• **REGISTROS DE DADOS**
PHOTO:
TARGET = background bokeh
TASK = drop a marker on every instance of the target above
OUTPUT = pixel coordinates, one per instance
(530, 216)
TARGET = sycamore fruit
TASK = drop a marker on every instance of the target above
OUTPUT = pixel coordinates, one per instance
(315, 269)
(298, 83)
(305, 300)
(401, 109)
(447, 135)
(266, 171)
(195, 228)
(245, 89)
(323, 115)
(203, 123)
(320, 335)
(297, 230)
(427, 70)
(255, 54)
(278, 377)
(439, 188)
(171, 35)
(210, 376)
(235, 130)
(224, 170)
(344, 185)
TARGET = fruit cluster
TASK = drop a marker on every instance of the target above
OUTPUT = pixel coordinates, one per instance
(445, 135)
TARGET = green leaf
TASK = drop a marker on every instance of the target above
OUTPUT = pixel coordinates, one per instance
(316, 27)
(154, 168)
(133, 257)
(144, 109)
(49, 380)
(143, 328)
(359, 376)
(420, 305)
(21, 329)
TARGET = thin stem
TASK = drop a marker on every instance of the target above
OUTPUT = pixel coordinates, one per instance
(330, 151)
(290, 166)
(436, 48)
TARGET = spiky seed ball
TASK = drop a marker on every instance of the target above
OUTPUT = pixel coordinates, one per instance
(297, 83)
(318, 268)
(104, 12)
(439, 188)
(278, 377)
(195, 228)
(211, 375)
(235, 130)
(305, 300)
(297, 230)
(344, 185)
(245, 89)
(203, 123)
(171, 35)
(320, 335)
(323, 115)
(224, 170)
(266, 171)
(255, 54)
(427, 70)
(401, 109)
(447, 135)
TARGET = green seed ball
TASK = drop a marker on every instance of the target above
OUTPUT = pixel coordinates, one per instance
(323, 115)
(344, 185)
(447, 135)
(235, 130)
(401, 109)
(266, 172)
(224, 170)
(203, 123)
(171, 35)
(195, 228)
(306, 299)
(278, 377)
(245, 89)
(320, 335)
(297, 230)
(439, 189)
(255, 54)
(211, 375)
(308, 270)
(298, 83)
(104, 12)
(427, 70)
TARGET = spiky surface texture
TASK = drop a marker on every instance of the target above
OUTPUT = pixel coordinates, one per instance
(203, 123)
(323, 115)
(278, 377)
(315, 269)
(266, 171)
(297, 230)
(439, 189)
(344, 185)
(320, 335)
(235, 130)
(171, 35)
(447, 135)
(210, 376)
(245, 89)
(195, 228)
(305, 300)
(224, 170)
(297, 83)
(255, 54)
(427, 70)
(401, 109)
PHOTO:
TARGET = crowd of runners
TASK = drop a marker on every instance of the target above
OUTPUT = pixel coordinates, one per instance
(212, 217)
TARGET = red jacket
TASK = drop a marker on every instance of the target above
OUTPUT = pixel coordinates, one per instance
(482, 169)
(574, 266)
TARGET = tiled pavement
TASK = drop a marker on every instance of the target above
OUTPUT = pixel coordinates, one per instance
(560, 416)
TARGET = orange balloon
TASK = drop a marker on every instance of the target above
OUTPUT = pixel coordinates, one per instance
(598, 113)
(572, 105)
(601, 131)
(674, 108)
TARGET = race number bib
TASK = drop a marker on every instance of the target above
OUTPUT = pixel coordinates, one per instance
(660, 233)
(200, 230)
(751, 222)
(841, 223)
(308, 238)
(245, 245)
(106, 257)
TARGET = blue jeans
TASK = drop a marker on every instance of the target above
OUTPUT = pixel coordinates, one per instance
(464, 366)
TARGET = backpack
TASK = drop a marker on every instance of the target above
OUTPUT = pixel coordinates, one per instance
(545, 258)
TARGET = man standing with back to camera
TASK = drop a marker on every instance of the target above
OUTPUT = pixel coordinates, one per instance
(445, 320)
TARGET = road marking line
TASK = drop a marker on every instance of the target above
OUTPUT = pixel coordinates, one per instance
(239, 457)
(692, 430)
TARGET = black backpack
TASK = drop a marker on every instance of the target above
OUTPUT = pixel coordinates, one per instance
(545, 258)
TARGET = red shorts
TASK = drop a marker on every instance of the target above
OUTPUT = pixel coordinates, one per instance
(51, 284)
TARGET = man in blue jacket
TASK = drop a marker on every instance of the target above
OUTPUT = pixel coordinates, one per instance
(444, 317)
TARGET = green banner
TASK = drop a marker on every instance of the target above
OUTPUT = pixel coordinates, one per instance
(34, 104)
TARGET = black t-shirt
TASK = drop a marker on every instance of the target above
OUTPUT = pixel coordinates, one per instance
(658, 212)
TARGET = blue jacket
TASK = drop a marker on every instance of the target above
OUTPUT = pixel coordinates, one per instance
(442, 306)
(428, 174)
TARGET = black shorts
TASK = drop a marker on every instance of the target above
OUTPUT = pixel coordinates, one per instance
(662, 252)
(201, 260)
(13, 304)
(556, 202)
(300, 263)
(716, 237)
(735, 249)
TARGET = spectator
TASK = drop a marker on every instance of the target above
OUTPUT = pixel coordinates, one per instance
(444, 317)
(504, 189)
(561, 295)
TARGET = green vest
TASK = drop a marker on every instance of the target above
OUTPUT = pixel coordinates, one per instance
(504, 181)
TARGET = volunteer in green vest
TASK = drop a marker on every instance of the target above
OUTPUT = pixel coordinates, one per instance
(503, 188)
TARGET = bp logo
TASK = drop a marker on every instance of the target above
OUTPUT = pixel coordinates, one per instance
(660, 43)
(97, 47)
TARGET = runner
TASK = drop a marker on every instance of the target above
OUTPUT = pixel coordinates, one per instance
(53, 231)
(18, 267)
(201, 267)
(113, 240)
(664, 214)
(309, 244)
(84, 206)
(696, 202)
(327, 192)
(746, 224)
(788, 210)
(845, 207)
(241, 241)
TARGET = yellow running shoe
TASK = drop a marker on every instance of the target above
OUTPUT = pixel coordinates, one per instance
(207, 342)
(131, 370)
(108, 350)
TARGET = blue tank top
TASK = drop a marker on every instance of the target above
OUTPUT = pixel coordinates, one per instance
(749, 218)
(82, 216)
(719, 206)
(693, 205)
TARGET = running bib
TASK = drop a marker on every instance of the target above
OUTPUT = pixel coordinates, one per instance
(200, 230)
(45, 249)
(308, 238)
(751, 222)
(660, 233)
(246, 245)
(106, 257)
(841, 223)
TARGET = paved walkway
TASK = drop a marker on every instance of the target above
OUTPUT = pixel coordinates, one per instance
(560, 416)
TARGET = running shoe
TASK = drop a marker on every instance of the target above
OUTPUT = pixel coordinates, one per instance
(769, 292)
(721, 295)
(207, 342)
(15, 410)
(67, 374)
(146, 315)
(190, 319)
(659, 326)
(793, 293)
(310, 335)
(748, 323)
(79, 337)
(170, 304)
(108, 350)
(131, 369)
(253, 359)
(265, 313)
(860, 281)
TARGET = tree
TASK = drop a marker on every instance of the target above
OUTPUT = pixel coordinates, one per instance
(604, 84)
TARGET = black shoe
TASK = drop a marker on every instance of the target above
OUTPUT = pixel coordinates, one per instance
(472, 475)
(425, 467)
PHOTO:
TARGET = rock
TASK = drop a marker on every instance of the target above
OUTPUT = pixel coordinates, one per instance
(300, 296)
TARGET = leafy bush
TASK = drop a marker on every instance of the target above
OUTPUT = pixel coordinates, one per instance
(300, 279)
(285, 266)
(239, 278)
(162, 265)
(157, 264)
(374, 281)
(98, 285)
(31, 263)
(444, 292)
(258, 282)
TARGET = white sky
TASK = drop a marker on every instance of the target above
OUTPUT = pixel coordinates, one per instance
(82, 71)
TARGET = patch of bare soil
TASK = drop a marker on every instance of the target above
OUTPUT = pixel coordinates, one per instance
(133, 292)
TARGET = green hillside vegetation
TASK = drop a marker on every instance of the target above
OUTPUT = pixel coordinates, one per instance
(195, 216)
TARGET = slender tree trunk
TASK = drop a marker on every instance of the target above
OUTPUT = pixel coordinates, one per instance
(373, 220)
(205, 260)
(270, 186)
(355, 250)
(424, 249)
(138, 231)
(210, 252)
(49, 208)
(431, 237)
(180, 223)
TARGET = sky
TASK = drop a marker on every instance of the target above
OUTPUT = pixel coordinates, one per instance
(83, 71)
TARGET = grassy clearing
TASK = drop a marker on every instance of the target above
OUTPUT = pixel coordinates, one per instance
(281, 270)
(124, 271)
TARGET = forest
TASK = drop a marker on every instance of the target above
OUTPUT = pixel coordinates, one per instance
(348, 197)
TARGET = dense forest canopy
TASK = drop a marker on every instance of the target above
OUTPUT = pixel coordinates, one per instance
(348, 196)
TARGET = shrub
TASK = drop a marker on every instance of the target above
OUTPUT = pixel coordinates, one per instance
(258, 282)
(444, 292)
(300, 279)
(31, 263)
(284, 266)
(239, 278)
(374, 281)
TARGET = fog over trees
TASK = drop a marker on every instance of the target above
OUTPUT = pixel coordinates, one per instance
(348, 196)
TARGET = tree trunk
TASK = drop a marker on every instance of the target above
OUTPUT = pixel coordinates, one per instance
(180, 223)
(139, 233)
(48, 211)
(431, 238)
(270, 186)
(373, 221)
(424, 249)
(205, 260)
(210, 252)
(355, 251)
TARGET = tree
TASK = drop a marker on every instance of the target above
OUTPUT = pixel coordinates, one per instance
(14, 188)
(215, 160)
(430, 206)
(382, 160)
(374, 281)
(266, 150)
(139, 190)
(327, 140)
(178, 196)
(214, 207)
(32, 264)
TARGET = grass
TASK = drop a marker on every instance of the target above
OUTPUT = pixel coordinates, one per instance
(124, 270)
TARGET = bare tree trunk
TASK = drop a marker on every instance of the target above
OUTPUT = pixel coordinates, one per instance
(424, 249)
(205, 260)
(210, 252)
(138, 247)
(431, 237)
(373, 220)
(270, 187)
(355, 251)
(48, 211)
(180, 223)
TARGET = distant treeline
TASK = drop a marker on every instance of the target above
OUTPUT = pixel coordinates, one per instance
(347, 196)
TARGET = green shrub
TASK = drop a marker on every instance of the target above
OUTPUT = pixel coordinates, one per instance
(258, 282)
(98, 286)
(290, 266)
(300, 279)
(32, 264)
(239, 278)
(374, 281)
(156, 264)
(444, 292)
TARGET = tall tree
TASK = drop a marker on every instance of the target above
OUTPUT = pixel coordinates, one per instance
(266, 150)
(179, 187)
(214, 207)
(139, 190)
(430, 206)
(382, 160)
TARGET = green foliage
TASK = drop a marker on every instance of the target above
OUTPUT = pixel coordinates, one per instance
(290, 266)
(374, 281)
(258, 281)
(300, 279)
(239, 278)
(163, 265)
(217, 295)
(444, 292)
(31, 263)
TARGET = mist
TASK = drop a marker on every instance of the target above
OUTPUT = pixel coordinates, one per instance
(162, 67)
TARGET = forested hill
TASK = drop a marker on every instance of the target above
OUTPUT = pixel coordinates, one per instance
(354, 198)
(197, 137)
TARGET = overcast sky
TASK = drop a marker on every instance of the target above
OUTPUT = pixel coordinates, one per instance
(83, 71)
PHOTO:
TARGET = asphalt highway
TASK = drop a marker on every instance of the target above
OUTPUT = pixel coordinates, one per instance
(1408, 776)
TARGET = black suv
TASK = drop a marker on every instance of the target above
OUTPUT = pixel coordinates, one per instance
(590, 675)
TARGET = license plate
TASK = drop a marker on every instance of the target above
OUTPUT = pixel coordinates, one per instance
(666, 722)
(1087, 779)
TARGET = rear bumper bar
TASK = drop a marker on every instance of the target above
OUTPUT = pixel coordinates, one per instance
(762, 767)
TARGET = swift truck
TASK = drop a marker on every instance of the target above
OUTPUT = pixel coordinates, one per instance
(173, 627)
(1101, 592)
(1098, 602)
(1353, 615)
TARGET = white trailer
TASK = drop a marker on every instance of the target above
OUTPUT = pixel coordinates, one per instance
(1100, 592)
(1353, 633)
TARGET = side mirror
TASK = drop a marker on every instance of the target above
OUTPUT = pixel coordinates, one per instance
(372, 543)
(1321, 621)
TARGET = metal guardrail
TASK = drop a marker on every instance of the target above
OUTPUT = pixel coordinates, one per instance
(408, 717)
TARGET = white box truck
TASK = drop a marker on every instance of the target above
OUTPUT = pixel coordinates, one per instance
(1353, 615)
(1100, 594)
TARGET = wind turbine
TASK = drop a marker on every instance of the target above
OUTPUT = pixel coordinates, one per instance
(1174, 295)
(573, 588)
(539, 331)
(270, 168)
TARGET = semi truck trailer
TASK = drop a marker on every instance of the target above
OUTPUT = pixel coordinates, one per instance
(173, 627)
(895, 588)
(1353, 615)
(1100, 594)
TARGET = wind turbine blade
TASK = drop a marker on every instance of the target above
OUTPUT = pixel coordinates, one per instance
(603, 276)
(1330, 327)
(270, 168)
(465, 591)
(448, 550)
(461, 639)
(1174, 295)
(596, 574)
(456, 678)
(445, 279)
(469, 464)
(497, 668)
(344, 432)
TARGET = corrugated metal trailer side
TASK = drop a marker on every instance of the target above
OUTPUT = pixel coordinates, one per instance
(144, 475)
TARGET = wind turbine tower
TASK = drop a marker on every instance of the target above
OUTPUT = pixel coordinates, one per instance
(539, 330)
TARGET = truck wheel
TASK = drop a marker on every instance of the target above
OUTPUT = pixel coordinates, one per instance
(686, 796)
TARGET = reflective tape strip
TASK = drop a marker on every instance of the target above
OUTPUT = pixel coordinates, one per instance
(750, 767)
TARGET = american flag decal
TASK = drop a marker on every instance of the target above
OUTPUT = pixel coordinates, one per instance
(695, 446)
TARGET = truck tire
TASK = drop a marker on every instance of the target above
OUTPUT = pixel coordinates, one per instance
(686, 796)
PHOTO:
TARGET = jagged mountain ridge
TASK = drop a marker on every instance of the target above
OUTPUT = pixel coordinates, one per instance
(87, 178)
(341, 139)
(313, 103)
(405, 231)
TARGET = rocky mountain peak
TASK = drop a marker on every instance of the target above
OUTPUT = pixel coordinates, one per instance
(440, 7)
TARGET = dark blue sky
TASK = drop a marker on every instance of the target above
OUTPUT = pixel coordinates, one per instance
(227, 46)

• **TAREFA**
Troque "side mirror" por "rear mirror" nas linhas entre a que contém "TARGET = white trailer" e a que contém "(1321, 621)", inclusive, e reproduza apenas essas linhas, sem nenhuma outra alteração.

• **RESPOSTA**
TARGET = white trailer
TASK = drop a marker on every instance of the target above
OUTPUT = pixel coordinates, one per instance
(1100, 592)
(1353, 633)
TARGET = rear mirror
TASK = drop a marker on every instance of the target above
OUTPUT = pixel coordinates, one per instance
(372, 543)
(1321, 621)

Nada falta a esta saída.